Since then, Terrace — who is bi herself — has worked to break more LGBTQ+ barriers. More recently, she welcomed Raine Whispers, the Disney show's first explicitly nonbinary character. Voiced by nonbinary actor Avi Roque, Raine (pronouns: they/them) is the hardworking head witch of the Bard Coven. "Representation matters," Terrace said. "Always fight to make what you want to see."
The First Openly Gay Pixar Character
Onward — about two teen brothers who attempt to use magic to spend a day with their late father — from 2020 is the first Pixar movie to include an openly gay character. The Disney film includes a scene with Officer Specter, voiced by Emmy Award-winning actor Lena Waithe, who is part of the LGBTQ+ community herself. In it, the police officer opens up to her partner about her personal life, saying, "My girlfriend's daughter got me pulling my hair out." It's a quick appearance but an important one for the movie's story arc, as she goes on to add that, at the end of the day, all you can do is be there for your family.
In an interview, director Dan Scanlon said the scene happened organically: "It's a modern fantasy world, and we want to represent the modern world."
When Blue's Clues Hosted a Sing-Along With a Drag Queen
In a special sing-along event on the Blue's Clues & You! YouTube page, Blue and her friends celebrate 2021 Pride Month with a very special guest: RuPaul's Drag Race season 11 contestant Nina West. To the tune of "The Ants Go Marching," Nina welcomes families with two daddies, trans members, nonbinary babas, and more — by counting them out all the way up to 10.
Following the event, the star thanked Nickelodeon for including her: "Reading all the incredible comments about how impactful and powerful the latest Blue's Clues video for Pride has been to so many is inspiring and humbling. Representation matters. Teaching kindness matters. YOU matter."

* Information supplied:
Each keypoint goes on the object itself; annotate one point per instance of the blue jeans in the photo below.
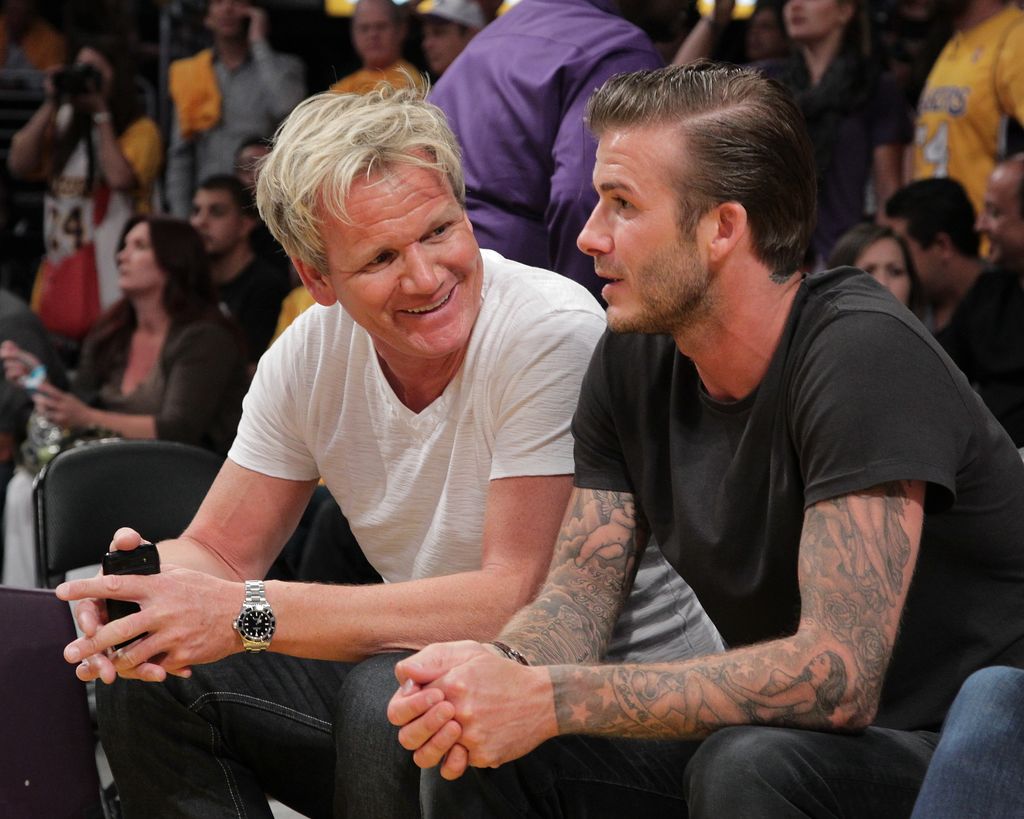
(737, 772)
(312, 734)
(978, 768)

* Study questions:
1. Does each statement agree with the LGBTQ+ representation passage? Answer yes or no and quote the deciding words. (a) Raine Whispers is voiced by Lena Waithe. (b) Onward came out in 2020. (c) Nina West counts the families up to 10.
2. Can you continue the LGBTQ+ representation passage from its final sentence?
The lines are separate material with no connection to the LGBTQ+ representation passage.

* Answers per task:
1.
(a) No: "Voiced by nonbinary actor Avi Roque"
(b) Yes: "from 2020 is the first Pixar movie to include an openly gay character"
(c) Yes: "by counting them out all the way up to 10"

2.
The First Nonbinary Character on a Netflix Preschool Show
Ridley Jones, the hit animated preschool series that debuted this past summer, features an animated cast that includes LGBTQ+ characters as well as a character who identifies as neither male nor female. Fred the nonbinary bison is the first nonbinary character to appear in a Netflix preschool series and helped the new show earn a place in the streaming service's "Representation Matters" collection. Fred has a central role as one of Ridley's friends and is voiced by Ezra Menas, who is also nonbinary.
When Gonzo Dressed as a Gender-Nonconforming Princess on Muppet Babies
Disney Junior's Muppet Babies reboot went viral following a 2021 episode titled "Gonzo-rella," in which the already-unique little blue alien Gonzo gets to celebrate being exactly who he wants to be. And instead of following suit with Kermit and dressing as a knight to the royal ball, he opts instead to secretly dress as a princess. When he reveals his true identity, he tells Miss Piggy: "You all expected me to look a certain way. I don't want you to be upset with me, but I don't want to do things because that's the way they've always been done either. I want to be me."
The show's executive producer Tom Warburton explained how he'd always planned for Gonzo to celebrate his authentic self and used a stereotypical Cinderella storyline to drive home the point. "Gonzo is always 200 percent Gonzo 347 percent of the time," he said. "We hope he inspires kids watching to be 347 percent of themselves in their own way, too."